* **Aim of the exercise**
The records below are to be quoted in full; please keep every word exact.

[START OF Provided data]

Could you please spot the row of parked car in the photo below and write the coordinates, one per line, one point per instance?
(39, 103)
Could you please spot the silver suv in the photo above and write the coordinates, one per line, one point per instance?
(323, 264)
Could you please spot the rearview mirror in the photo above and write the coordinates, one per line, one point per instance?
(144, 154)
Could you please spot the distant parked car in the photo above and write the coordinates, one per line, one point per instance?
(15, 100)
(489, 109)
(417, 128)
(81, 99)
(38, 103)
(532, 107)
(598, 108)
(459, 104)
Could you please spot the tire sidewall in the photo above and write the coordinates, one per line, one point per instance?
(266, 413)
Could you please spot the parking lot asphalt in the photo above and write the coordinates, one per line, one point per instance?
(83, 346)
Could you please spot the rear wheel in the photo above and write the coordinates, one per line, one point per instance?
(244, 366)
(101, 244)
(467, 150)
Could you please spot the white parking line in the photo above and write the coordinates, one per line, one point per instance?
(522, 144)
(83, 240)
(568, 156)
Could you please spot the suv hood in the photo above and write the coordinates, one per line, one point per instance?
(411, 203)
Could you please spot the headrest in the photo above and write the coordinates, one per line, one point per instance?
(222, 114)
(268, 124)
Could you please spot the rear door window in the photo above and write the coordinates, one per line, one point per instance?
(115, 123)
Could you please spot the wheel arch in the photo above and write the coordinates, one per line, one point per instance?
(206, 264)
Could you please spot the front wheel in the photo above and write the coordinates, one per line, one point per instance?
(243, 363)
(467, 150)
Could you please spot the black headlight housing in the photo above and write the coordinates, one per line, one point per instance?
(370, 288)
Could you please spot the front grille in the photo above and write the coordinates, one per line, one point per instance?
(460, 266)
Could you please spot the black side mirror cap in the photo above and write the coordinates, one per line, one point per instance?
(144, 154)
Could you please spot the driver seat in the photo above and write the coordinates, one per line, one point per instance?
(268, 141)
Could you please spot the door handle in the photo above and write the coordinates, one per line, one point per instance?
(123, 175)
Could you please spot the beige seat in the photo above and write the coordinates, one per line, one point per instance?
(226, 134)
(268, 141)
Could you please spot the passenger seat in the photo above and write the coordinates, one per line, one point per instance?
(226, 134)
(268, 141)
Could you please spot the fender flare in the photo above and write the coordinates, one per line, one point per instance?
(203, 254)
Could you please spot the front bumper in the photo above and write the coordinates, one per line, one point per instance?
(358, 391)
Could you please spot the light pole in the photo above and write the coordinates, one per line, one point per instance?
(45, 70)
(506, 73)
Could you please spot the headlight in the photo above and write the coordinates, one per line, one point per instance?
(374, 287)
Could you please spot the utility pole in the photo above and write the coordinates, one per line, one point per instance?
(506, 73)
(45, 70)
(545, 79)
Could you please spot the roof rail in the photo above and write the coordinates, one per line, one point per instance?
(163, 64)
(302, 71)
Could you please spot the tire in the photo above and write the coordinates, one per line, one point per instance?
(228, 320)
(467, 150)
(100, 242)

[END OF Provided data]

* **Worked answer**
Could you please spot the row of parked car in the photo below and write the coordinates, one per line, one point per instance?
(39, 103)
Could you please spot the silver suv in the photo above and write the coordinates, one per line, one point per instance?
(323, 264)
Could you please spot the rearview mirror in the photo above and write the coordinates, one per line, one point per instance?
(144, 154)
Could you please spot the distant parked car in the photo above and write the coordinates, one per line, one point per instance?
(15, 100)
(489, 109)
(417, 128)
(81, 99)
(38, 103)
(532, 107)
(598, 108)
(459, 104)
Could you please spot the tire sidewall in the photo above and write the coordinates, one per line, one point per instance?
(266, 413)
Could you please spot the parking lot asphalt in the photo above and write the coordinates, one per line, one point per instance?
(83, 346)
Could you please spot the rear wheel in the photo above and write the coordinates, one per line, one point per instance?
(244, 366)
(101, 244)
(467, 150)
Could you please spot the white parking line in the photo above and write the coordinates, one per line, one point per instance?
(522, 144)
(83, 240)
(568, 156)
Could you please spot the suv hood in the photo above and write the coordinates, one per line, one point per instance?
(411, 203)
Could you please spot the headrest in the photo above and write the coordinates, one per line, one point per instance?
(222, 114)
(268, 124)
Could you please spot the rear door window in the photo above and write the coordinates, one per line, one point per instance?
(115, 123)
Could you please spot the wheel arch in the photo above and write the coordinates, one per line, one point per instance?
(206, 264)
Could you please spot the front wheel in the photo above and write the coordinates, one per line, one point per instance?
(243, 363)
(467, 150)
Could you please spot the black headlight housing in the photo above and write the coordinates, one per line, one point per instance?
(370, 288)
Could you please spot the front grille in the photo above and write the coordinates, one per line, one point per instance?
(460, 266)
Could you please spot the black side mirror cap in the photo above and write the coordinates, one per line, one point per instance?
(144, 154)
Could you please spot the driver seat in the photo above and write the coordinates, one per line, one point per instance?
(268, 141)
Could you please spot the door handle in the photo above and write the coordinates, one per line, one point per instance?
(123, 175)
Could you please spot the beige seat in the photo above and write the coordinates, one per line, one point per instance?
(226, 134)
(268, 141)
Could you please spot the passenger seat in the photo above and write the coordinates, one per line, one point per instance?
(226, 134)
(268, 141)
Could you please spot the fender flare in the photo above and write the coordinates, one per line, one point per instance?
(203, 254)
Could you please spot the front bumper in the photo above and write the coordinates, one per line, one point per instance?
(358, 391)
Could you please spot the light pole in the photo above and write the coordinates, one per line, one point per instance?
(45, 70)
(506, 73)
Could you please spot the headlight in the photo above and write the coordinates, one per line, one point per instance?
(374, 287)
Could you please spot the utility pole in the photo above and write the coordinates, one per line, one point per instance?
(506, 73)
(45, 70)
(545, 79)
Could you please spot the roof rail in the photo above and write the coordinates, one per line, one point per instance?
(163, 64)
(302, 71)
Could you please spot the tire in the photo above and write the coordinates, one per line, one point per instance?
(228, 320)
(467, 150)
(100, 242)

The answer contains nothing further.